WRITTEN EXERCISE:
Repeat the listing in full, preserving every character.

INFORMATION PROVIDED:
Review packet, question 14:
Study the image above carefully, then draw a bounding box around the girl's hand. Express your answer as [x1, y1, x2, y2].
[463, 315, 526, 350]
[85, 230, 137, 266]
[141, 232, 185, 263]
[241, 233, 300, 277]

EXERCISE SOLUTION:
Review packet, question 14:
Study the image above carefully, then draw a bounding box around the girl's hand. Express your answer as [x1, y1, x2, y2].
[463, 315, 526, 350]
[85, 230, 137, 266]
[141, 232, 185, 263]
[241, 233, 300, 277]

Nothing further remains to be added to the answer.